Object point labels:

■ ■ ■ ■ ■

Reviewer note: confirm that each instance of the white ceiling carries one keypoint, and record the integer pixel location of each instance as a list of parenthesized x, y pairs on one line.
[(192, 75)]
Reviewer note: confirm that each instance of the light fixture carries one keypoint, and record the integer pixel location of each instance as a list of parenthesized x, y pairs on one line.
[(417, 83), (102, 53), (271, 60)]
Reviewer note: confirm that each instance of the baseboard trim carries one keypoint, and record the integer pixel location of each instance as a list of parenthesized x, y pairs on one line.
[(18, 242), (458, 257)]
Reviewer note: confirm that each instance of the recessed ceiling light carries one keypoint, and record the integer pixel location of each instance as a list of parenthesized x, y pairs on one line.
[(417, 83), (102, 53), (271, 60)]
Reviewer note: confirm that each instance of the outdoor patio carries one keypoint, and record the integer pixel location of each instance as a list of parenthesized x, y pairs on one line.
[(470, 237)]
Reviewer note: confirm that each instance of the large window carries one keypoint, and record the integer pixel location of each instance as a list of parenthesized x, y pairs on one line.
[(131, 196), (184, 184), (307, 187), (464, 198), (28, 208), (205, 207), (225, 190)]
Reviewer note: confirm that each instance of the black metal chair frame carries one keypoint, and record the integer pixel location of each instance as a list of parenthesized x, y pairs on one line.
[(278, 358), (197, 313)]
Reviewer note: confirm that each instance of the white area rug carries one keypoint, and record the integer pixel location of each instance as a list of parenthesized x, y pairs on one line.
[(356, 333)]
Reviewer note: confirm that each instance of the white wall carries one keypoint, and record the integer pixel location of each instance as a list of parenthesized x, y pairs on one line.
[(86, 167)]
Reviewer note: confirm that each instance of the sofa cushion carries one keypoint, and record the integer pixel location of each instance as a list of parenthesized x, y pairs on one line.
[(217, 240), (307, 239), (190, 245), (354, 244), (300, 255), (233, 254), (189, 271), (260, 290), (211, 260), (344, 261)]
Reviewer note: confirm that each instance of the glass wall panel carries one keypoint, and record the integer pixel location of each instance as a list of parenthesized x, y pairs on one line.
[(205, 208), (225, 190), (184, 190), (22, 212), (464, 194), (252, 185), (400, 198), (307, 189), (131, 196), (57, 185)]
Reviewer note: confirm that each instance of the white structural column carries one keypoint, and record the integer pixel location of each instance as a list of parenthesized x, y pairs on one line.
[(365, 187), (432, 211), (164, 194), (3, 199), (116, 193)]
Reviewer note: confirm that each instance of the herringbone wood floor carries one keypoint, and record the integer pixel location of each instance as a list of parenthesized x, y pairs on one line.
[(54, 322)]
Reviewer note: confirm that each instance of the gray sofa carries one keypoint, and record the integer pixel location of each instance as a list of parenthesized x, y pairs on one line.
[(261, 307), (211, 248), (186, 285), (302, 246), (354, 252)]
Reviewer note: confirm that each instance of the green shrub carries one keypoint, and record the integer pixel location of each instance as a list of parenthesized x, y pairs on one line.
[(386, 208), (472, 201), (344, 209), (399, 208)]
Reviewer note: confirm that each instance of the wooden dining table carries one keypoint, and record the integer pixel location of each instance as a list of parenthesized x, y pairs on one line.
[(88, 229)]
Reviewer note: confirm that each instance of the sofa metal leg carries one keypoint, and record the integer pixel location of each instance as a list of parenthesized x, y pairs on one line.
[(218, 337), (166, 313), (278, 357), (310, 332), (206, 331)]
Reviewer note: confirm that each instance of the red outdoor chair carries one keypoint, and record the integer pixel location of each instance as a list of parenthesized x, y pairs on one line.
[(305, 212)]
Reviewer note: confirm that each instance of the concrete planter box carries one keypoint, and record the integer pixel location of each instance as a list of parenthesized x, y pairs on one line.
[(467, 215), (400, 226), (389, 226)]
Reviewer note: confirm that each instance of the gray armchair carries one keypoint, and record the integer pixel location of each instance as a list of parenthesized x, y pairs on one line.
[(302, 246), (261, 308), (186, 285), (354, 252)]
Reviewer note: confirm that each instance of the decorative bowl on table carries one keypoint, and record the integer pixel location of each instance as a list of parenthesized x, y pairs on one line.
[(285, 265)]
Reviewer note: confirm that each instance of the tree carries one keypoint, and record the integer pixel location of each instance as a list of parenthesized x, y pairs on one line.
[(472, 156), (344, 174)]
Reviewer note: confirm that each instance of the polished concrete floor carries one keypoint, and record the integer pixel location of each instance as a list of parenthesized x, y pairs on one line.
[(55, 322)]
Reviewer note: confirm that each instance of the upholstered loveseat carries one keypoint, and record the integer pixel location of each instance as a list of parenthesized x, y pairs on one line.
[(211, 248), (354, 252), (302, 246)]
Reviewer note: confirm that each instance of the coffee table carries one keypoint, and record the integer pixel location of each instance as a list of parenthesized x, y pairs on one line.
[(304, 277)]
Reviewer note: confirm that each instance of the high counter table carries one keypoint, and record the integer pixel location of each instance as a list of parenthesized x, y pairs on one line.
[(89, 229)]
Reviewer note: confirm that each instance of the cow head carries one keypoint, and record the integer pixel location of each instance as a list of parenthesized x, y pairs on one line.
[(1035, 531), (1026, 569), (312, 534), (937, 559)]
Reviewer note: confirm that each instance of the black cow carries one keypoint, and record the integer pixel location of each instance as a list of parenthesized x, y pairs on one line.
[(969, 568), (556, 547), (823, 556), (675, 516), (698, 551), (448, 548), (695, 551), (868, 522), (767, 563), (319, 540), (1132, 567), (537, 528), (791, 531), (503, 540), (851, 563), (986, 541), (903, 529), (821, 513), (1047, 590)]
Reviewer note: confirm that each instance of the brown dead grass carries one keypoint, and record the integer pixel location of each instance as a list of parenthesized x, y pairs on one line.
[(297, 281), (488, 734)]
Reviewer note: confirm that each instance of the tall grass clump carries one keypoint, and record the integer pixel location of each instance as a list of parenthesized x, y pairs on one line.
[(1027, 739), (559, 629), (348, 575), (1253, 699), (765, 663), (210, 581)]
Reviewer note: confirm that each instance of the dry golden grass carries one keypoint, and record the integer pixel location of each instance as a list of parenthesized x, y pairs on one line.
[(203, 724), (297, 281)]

■ ■ ■ ■ ■

- _Required work_
Reproduce the data, keeping every line exactly the same.

- _Solution_
Reviewer note: confirm that each instance of the white ceiling carries one keypoint, and record the integer pixel location of each instance as a list of parenthesized x, y pairs on one line.
[(192, 75)]
Reviewer note: confirm that each instance of the light fixture carries one keypoint, and record the integer pixel location of each instance as a list of parenthesized x, y pairs on one line.
[(417, 83), (102, 53), (271, 60)]
Reviewer note: confirm that each instance of the baseboard trim carries one keypoint, and record the integer pixel location of each instance as a list of parenthesized x, y pairs on one line.
[(18, 242), (458, 257)]
Reviewer note: confirm that each instance of the recessed ceiling light carries one keypoint, and record the integer pixel location of each instance as a list of parenthesized x, y pairs on one line.
[(417, 83), (102, 53), (271, 60)]
Reviewer note: confirm that each instance of the outdoor patio carries one keypoint, and record the integer pixel location of each instance as a list of parenthesized x, y pairs on one line.
[(470, 237)]
Reviewer note: confirm that each instance of the large window carries one keypoint, and record the integer pixel location of each instance as a list of parenthesized x, y pairs on one line.
[(131, 196), (184, 184), (307, 187), (464, 198), (28, 208), (205, 207), (225, 190)]
Reviewer note: confirm that each instance of the black metal chair frame carries one keypoint, and record the integer pixel location of each instance as a list of parenthesized x, y pairs on one line.
[(278, 358), (197, 313)]
Reviewer note: confirm that each instance of the white area rug carries one keypoint, and record the integer pixel location of each instance as a list of parenthesized x, y pairs on one line.
[(356, 333)]
Reviewer note: confirm that each instance of the white wall carries one keypoint, and record the integer pixel location of each instance as a list of parenthesized x, y pairs on one line.
[(86, 167)]
Reviewer note: confirm that each instance of the sofa cushion carries one keypoint, and record the integer pixel location of each instance as a list of parenthesized x, y pairs on one line.
[(217, 240), (307, 239), (190, 245), (354, 244), (300, 255), (233, 254), (189, 271), (260, 290), (211, 260), (344, 261)]
Reviewer note: confirm that each instance of the glass wall panel carries one keypoint, and record the integer pixel location of each instance as a list of parenthesized x, y pairs on one line.
[(205, 208), (225, 190), (184, 190), (22, 212), (464, 194), (252, 185), (400, 198), (307, 189), (131, 196), (57, 185)]
Reviewer note: confirm that each instance of the white structural column carries one keypoint, and record the integer pixel location of each instance as a list of parenthesized x, y pairs on one line.
[(365, 187), (432, 211), (164, 194), (3, 199), (116, 193)]
Reviewer note: confirm that each instance of the herringbone wood floor carries one keypoint, and record the integer pixel location of each instance as a list of parenthesized x, y pairs on one line.
[(54, 322)]
Reviewer note: confirm that each instance of the gray sofa carries one keypoint, and record the integer pixel location of each instance as a list of parenthesized x, y pairs on one line.
[(261, 307), (211, 248), (186, 285), (302, 246), (354, 252)]
Reviewer note: confirm that each instance of the green shrub carries one keypoint, and record the integer pixel location of each instance as a list of parenthesized x, y pairs on one line.
[(386, 208), (472, 201), (344, 209), (399, 208)]
Reviewer note: confirm that each instance of the wooden dining table carries one keypoint, and record the integer pixel location of each instance as a list of parenthesized x, y pairs on one line.
[(88, 229)]
Reviewer note: confirm that each instance of the sofa metal leg carries one keypoint, and record the integer pixel location of each instance as a list of parenthesized x, y pairs on one line.
[(218, 337), (166, 313), (278, 357), (310, 332), (206, 331)]
Reviewer note: confirm that each instance of the red outdoor chair carries one keypoint, and record the integer pixel location of each instance as a list of parenthesized x, y pairs on one line.
[(305, 212)]
Reviewer note: confirm that each instance of the concrete planter box carries one keypoint, and record the integer pixel location of each instance as a list of parenthesized x, y pairs on one line.
[(467, 215), (400, 226), (389, 226)]
Reviewer note: confirm that each instance of the gray armchair carries one keypoint, and record the integer pixel location of each instance as a list of parenthesized x, y pairs on one line.
[(302, 246), (261, 308), (186, 285), (354, 252)]
Reviewer note: confirm that each instance of the decorative bowl on table carries one keypoint, and record the integer pixel location of each instance as a list of parenthesized x, y pairs on one line.
[(285, 265)]
Reviewer note: confirm that each instance of the tree carries one keypoint, and record the integer pixel location of each instance as a list of parenthesized x, y pairs on one line.
[(472, 156), (344, 174)]
Reviewer note: confirm that each instance of the polished concrete floor carries one keypoint, and record the integer pixel location of each instance as a list of parenthesized x, y pairs on one line.
[(55, 322)]
Reviewer note: confirm that each instance of the upholstered loveseat carries one keypoint, and record the integer pixel location of each instance as a list of parenthesized x, y pairs on one line.
[(211, 248), (354, 252), (302, 246)]
Reviewer note: confirm that each instance of the coffee table carries one keypoint, and record the integer pixel location of each instance as a list of parenthesized x, y pairs on one line.
[(304, 277)]
Reviewer note: confirm that each instance of the high counter table carries one keypoint, and record the integer pixel location of each instance as a list of parenthesized x, y pairs on one line.
[(89, 229)]
Reviewer note: confirm that each instance of the cow head carries one keypoint, and record the integer pixel location of each instance as a list of parenthesized x, y pairs on one line.
[(1035, 531), (1026, 569), (312, 534), (937, 559)]
Reviewer note: confirm that each instance of the black cow carries one keypoint, and record the integer pixel location of each instance as a list of parenthesized x, y pairs on one line.
[(969, 568), (556, 547), (823, 556), (675, 516), (698, 551), (448, 548), (695, 551), (868, 522), (767, 563), (319, 540), (1132, 567), (537, 528), (791, 531), (503, 540), (851, 563), (986, 541), (903, 529), (821, 513), (1047, 590)]
Reviewer note: confirm that each instance of the brown dead grass carries one keypoint, and record the integer pixel location of each instance as a list of parenthesized x, y pairs on one line.
[(297, 281), (488, 734)]
Reviewer note: confirm that each instance of the tall grass clump carries one keypoint, and record the integer pixel location of each instance as a list of parenthesized x, y pairs on one line.
[(1027, 739), (559, 629), (348, 575), (1253, 699), (765, 663), (210, 581)]
Reviewer note: confirm that each instance of the dry golden grass carries one keypoint, and record the integer pixel location of each instance as a list of parenthesized x, y pairs on one line.
[(203, 724), (297, 281)]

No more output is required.